● **Objective**: Show each line below that contains the string "helmet".

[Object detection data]
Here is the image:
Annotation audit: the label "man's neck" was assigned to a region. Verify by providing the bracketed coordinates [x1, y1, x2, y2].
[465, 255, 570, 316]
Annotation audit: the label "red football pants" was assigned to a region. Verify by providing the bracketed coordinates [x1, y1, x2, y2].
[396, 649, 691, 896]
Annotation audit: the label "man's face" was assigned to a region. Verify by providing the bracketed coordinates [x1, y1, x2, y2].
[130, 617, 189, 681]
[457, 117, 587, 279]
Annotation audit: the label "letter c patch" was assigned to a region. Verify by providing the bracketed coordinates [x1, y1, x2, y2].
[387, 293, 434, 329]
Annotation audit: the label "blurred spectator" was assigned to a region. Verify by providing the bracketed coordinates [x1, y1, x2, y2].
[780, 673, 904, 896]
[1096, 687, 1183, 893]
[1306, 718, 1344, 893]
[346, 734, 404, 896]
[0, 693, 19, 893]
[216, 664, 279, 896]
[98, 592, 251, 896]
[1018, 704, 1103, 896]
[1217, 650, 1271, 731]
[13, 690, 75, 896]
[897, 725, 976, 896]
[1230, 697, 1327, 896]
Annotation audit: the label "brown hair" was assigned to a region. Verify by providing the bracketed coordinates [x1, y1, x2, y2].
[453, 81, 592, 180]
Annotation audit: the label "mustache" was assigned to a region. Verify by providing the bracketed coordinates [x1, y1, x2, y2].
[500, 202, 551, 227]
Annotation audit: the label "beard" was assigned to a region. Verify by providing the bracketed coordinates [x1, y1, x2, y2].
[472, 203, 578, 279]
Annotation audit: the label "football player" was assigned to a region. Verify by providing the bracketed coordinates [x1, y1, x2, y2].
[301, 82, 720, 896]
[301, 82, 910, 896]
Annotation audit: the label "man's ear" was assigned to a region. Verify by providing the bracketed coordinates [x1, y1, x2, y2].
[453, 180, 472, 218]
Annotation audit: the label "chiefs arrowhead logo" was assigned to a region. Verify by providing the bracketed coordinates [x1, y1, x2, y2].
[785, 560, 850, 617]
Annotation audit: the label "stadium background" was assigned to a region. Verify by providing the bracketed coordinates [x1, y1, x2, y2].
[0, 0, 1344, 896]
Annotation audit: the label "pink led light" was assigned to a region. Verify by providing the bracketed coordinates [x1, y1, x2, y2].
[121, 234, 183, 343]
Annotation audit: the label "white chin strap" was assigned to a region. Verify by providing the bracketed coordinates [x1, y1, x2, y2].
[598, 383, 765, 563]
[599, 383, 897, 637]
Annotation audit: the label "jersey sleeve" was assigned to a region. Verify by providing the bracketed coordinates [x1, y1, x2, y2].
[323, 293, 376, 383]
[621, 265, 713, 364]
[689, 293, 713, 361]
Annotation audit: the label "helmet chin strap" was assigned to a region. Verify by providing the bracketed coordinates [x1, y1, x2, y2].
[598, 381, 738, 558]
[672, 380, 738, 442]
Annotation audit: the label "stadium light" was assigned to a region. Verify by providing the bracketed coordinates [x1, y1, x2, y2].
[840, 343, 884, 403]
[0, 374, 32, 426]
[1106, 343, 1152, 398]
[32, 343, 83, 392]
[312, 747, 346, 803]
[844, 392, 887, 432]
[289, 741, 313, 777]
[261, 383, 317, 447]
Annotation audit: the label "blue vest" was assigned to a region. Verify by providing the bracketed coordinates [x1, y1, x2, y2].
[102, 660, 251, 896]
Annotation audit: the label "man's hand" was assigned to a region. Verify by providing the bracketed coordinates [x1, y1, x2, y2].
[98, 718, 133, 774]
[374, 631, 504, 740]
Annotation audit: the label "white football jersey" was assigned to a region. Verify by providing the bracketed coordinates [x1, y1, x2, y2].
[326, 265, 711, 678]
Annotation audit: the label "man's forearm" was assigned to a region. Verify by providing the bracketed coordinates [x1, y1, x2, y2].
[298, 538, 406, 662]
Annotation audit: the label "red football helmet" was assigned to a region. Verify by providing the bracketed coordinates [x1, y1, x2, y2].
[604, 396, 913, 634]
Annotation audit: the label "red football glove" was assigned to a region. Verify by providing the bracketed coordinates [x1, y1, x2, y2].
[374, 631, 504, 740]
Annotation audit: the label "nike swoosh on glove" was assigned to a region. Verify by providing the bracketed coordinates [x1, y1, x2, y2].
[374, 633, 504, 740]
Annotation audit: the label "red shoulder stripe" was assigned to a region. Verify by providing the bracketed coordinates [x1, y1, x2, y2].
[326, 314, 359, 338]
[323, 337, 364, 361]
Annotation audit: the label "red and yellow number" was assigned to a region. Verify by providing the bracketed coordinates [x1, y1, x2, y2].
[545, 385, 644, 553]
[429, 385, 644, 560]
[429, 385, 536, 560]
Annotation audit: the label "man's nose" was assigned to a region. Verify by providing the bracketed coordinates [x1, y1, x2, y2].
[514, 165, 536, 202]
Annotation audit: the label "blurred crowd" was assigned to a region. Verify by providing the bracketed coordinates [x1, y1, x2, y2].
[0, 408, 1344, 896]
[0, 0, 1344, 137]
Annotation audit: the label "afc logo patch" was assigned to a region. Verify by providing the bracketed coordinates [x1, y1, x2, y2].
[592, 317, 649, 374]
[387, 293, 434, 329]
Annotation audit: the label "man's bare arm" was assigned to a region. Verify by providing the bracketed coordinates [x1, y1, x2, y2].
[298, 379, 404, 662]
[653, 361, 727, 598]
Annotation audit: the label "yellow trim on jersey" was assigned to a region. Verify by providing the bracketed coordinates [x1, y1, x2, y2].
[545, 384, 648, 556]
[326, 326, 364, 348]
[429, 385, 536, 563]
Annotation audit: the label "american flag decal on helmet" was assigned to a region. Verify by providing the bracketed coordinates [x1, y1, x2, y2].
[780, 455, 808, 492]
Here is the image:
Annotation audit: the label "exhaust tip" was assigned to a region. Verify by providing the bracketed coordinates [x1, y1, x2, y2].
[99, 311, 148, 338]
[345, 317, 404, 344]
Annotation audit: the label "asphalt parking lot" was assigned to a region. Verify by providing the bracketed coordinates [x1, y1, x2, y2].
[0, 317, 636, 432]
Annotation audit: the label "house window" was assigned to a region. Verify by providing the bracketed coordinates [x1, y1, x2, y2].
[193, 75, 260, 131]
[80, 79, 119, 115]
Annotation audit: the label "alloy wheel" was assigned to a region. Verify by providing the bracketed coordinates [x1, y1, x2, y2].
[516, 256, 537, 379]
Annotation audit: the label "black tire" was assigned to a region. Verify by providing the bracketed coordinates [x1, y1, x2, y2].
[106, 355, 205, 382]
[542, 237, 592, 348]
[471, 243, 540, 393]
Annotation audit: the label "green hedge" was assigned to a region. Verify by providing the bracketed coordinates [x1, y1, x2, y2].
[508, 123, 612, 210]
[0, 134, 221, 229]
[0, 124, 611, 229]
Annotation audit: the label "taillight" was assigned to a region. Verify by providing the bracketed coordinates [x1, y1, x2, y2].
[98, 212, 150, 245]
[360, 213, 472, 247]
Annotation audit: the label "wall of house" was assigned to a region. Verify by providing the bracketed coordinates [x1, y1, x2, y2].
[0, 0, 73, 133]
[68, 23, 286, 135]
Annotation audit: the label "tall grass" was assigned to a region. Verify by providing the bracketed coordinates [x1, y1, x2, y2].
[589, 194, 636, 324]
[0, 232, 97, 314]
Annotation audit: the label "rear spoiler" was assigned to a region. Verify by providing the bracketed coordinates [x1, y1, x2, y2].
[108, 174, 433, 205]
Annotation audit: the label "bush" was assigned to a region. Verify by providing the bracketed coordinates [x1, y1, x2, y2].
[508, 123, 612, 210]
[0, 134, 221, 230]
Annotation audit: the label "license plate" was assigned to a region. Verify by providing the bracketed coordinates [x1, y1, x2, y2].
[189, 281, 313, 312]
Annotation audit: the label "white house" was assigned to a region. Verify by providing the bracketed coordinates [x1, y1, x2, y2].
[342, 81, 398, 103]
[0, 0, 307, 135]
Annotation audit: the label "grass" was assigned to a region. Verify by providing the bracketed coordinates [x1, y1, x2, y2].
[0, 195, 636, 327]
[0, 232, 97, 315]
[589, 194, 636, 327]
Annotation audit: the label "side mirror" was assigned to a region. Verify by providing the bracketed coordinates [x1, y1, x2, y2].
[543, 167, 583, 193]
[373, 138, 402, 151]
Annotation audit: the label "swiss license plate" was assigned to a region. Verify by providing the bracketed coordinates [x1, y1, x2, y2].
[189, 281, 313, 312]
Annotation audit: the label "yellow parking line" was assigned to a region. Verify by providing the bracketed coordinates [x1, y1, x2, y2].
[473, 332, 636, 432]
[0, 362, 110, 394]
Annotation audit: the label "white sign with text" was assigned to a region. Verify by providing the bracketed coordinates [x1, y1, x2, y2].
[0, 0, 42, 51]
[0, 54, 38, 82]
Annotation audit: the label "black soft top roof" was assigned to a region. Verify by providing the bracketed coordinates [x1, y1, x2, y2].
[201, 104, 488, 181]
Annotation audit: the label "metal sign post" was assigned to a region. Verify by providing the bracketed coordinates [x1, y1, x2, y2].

● **Task solution**:
Annotation audit: the label "helmet chin strap" was assigned to a region. Verify by providing the bracketed coordinates [x1, y1, x2, y2].
Annotation audit: the label "red football helmet" was assigned to a region. Verify by providing the bracketed coordinates [x1, y1, x2, y2].
Annotation audit: the label "american flag decal on helmet" was assigned to a region. Verify by providing the bracketed coordinates [x1, y1, x2, y2].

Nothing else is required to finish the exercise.